**What you need to do:**
A. In the scraping guide, which DevTools tab and filter reveal whether a page loads its data through an API call?
B. Can you reproduce, word for word, the part of the scraping guide that opens with the words containing "# Instead of" and closes with "data = response.json()"?

**Source passage:**
===

← Back to blog

How to Scrape JavaScript Rendered Pages with Python

You write the scraper. You run it. requests.get() returns the HTML. You pass it to BeautifulSoup. And... nothing. Empty divs. No product data. No prices. Just a skeleton page with a bundle.js script tag and a <div id="root"></div>.

Sound familiar? You've hit a JavaScript-rendered page. The HTML you're seeing is a shell — the actual content is loaded by JavaScript after the initial page load. And your HTTP client never runs JavaScript.

This is one of the most common walls developers hit when web scraping. Here's how to get past it.

Why Some Pages Return Empty HTML

Modern web apps — React, Vue, Next.js (client-side), Angular — render content in the browser. The server sends a minimal HTML document with a JavaScript bundle. The browser downloads the bundle, executes it, and the content appears.

Your HTTP client (requests, httpx, aiohttp) doesn't execute JavaScript. It gets the raw HTML and stops. No rendering. No DOM construction. No data.

Clues you're dealing with a JS-rendered page:

Approach 1: Find the Underlying API (Best Case)

Before reaching for a headless browser, check if the page loads data via an API call. Open DevTools → Network tab → filter by XHR or Fetch. Reload the page. You'll often see a JSON endpoint that returns exactly the data you want.

import requests

# Instead of scraping the rendered HTML, hit the API directly
response = requests.get(
    "https://example.com/api/products",
    headers={"Accept": "application/json"}
)

data = response.json()
for product in data["products"]:
    print(f"{product['name']}: ${product['price']}")

This is faster, more reliable, and uses less bandwidth than any browser-based approach. But it only works if the site exposes a clean API — and many don't, or they protect it with auth tokens that expire.

Approach 2: Playwright (The Gold Standard)

When there's no clean API to hit, you need a real browser. Playwright is the best headless browser automation library for Python in 2026. It renders pages exactly like Chrome does.

pip install playwright
playwright install chromium
from playwright.sync_api import sync_playwright

with sync_playwright() as p:
    browser = p.chromium.launch(headless=True)
    page = browser.new_page()
    page.goto("https://example.com/products")

    # Wait for the content to actually render
    page.wait_for_selector(".product-card")

    # Extract data from the fully rendered DOM
    products = page.query_selector_all(".product-card")
    for product in products:
        name = product.query_selector(".name").inner_text()
        price = product.query_selector(".price").inner_text()
        print(f"{name}: {price}")

===

(Labeled-object pointing data)
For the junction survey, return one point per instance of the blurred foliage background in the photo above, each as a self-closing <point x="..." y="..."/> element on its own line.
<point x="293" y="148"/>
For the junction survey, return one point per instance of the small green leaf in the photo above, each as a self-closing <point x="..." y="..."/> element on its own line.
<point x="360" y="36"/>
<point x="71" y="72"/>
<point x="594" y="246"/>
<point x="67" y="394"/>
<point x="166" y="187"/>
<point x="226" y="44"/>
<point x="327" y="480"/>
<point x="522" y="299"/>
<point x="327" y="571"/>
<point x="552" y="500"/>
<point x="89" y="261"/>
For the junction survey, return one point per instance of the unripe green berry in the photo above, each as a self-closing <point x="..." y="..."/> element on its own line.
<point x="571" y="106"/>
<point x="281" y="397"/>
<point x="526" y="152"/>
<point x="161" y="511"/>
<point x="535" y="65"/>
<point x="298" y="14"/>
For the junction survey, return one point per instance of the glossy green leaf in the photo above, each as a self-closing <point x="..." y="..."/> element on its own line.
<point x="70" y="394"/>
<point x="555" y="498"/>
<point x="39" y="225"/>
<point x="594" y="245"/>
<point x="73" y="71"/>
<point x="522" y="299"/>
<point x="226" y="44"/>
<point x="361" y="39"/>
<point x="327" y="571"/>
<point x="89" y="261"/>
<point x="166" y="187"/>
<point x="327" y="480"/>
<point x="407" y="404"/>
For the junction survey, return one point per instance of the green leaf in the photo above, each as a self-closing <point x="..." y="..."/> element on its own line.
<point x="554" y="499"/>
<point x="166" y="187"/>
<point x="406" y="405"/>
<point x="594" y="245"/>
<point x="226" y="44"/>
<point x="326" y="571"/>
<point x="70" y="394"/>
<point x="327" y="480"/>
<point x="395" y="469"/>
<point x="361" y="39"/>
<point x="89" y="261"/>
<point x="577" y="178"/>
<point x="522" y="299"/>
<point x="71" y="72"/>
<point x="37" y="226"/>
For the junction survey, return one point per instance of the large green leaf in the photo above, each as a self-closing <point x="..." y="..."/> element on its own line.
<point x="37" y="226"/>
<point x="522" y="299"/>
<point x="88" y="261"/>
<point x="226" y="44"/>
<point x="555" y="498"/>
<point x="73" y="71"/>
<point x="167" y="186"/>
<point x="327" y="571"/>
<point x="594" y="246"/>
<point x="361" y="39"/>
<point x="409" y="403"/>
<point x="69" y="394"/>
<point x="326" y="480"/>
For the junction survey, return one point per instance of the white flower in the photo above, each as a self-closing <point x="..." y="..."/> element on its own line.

===

**Solved problems:**
A. The Network tab, filtered by XHR or Fetch.

B.
# Instead of scraping the rendered HTML, hit the API directly
response = requests.get(
    "https://example.com/api/products",
    headers={"Accept": "application/json"}
)

data = response.json()